++++ Texto extraído

El viaje de Álvaro de Luna a Toledo puso de relieve el ascendiente que había alcanzado sobre el rey. Y, claro, estamos en un ambiente cortesano y, aunque la privilegiada posición del cañetero no dejaba de ser débil y prematura, era suficiente para levantar ciertas suspicacias, recelos y envidias. El rey Juan II, que en 1415 ya contaba con diez años, aunque ya no lejos de la mayoría de edad que entonces se declaraba a los catorce años seguía siendo un niño y era posible que el amor y cierta preferencia que mostraba hacia su maestresala pudiera mudar fruto de la inmadurez propia de la edad. Sin embargo, autores como Quintana ya vienen señalando que
una mitad de la Corte le obsequiaba y se postraba delante de su grandeza futura, mientras que la otra intentaba derribarle de aquel valimiento anticipado y trataba de separarle de palacio. A mí me resulta un tanto exagerado puesto que don Álvaro si bien gozaba ya de favores reales muy manifiestos, estos, sin embargo, no se materializaban en un poder político que ya pudiera preocupar a grandes y consejeros, yo lo englobaría más a bien a pequeñas intrigas palaciegas, y es que es evidente que en la carrera cortesana ya Álvaro tomaba cierta ventaja y dejaba atrás a otros aspirantes con la rivalidad que eso podía conllevar.
Las envidias no sólo van a quedar en el terreno palaciego, y es que la alcoba también va a tener algo que decir:
las dueñas e las doncellas de la Reyna, e todas las grandes señoras, le daban muy grand favor a lo que fazía e dezía, más que a ningún de todos los otros. Ya tenemos todos los ingredientes para una novela o un culebrón jaja. Verdaderamente no podemos pasar inadvertido que nuestro protagonista contaba entonces con veinticinco años, está en el máximo apogeo físico, no era de extrañar que damas y doncellas bebieran los vientos por ese joven gentil, vigoroso, con gracia en las maneras y en el vestir, inteligencia, de buena familia, habilidoso en ejercicios físicos y en la música amén de un prometedor futuro... Debió tener muchas aventuras aquel joven galán -se le conocen hijos extramatrimoniales- con mujeres que bien buscaran un buen matrimonio o simplemente disfrutar de sus artes amorosas. He aquí más razones para envidias y deseos de verlo fuera de la corte.

++++++++
++++ Datos proporcionados

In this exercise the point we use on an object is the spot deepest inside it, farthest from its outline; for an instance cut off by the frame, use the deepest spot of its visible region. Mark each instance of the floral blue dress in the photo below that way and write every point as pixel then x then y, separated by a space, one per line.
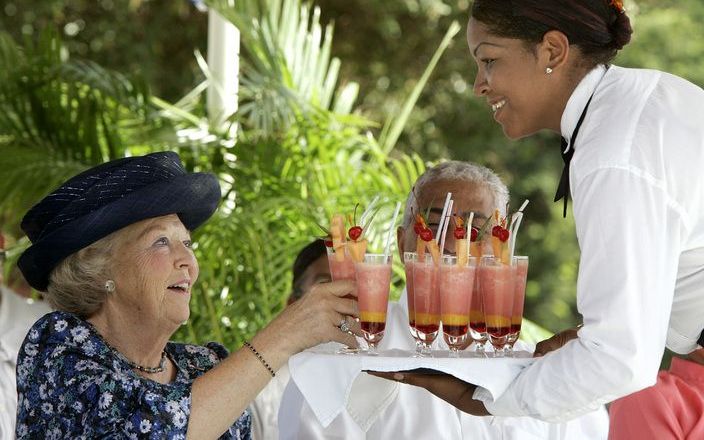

++++++++

(Tareas obligatorias):
[1] Indica si cada afirmación concuerda con el texto sobre Álvaro de Luna y respalda cada sí o no con las palabras decisivas del texto, citadas literalmente: (a) en 1415 el rey Juan II tenía diez años; (b) en aquella época la mayoría de edad se declaraba a los dieciséis años; (c) Álvaro de Luna tenía entonces treinta años.
[2] Prolonga el texto sobre Álvaro de Luna a partir del punto en que termina.

(Respuestas en orden):
[1]
(a) Sí: "en 1415 ya contaba con diez años".
(b) No: "la mayoría de edad que entonces se declaraba a los catorce años".
(c) No: "nuestro protagonista contaba entonces con veinticinco años".

[2]
Todo viene a estallar a raíz de la boda de la infanta María. El rey Fernando, al que dejamos en Valencia tratando el Cisma de la Iglesia, apremia a su cuñada a que le envíe a la infanta a sus reinos para realizar los deposorios con el príncipe Alfonso y cumplir con el testamento del rey Enrique III. Hay que decir que el negocio de esta boda fue política de Estado de altos vueltos, y tiene todo el sentido. Enrique III, muerto prematuramente como sabemos, dejó un solo hijo varón, el rey Juan, siendo un bebé. Teniendo el cuenta la enorme mortalidad infantil de la época, existía la posibilidad de que aquel niño no llegara a superar la infancia, por lo que, para garantizar la sucesión sin alteraciones y para evitar que el trono de Castilla cayera, como el navarro, en manos extranjeras se acordó el compromiso de la primogénita de los reyes, la infanta María, con el primogénito del infante, Alfonso; de la misma manera se hizo con la infanta Catalina y el infante Enrique, hermano de Alfonso. Teniendo esto en cuenta Fernando se decide a materializar el compromiso de su hijo, que ronda ya los diecinueve años mientras que la infanta ronda los trece, no sólo para que su heredero pudiera tener cuanto antes el suyo, sino porque estaba tremendamente necesitado de caudales ante la mala situación de la hacienda aragonesa y la dote de la infanta podía ser una remedio a tan precaria situación. En la dote iba el rico marquesado de Villena pero, ante la negativa del Consejo Real de dejar tan importante territorio en manos aragonesas, se canjeó por doscientas mil doblas de oro mayores castellanas.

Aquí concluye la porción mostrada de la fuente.